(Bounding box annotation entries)
^^^^^^^^

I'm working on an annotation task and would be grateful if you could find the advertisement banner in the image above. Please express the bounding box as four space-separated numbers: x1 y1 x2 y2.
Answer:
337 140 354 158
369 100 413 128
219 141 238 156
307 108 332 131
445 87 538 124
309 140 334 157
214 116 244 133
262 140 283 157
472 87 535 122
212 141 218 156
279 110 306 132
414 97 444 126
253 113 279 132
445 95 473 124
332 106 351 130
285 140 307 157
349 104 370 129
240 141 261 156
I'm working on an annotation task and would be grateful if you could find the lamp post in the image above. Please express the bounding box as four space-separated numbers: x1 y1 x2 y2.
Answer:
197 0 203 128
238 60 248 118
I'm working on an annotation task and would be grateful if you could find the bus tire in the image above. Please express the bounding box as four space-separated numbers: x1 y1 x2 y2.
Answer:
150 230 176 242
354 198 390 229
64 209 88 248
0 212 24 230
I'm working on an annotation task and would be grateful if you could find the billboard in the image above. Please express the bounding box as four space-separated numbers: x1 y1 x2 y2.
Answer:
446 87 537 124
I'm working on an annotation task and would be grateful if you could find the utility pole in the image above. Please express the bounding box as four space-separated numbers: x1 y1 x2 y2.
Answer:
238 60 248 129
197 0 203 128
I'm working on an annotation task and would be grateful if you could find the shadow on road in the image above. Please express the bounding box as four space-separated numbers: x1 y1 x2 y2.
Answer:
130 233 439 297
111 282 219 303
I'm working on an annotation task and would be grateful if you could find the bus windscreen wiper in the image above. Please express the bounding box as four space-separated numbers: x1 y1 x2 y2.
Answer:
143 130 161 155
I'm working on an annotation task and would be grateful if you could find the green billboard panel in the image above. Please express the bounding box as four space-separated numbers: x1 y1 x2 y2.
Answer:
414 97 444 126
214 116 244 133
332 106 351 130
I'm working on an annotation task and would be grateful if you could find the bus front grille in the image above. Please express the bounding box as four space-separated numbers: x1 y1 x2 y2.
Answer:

^^^^^^^^

— Exercise description —
Starting at the line that has "find the green" and ending at the close of the material, rewrite every line, adding -137 to each coordinate in the answers.

— The solution —
I'm working on an annotation task and would be grateful if you could find the green billboard panel in the image above. Please express the bounding box as four space-separated numbers: x1 y1 x2 y2.
Answer:
277 -40 307 -11
77 -21 107 -4
195 -31 214 -7
I'm working on an annotation task and would be grateful if you could find the bus front grille in the image above. Please express the bounding box as four space-separated numbers: x1 y1 x2 y2.
Answer:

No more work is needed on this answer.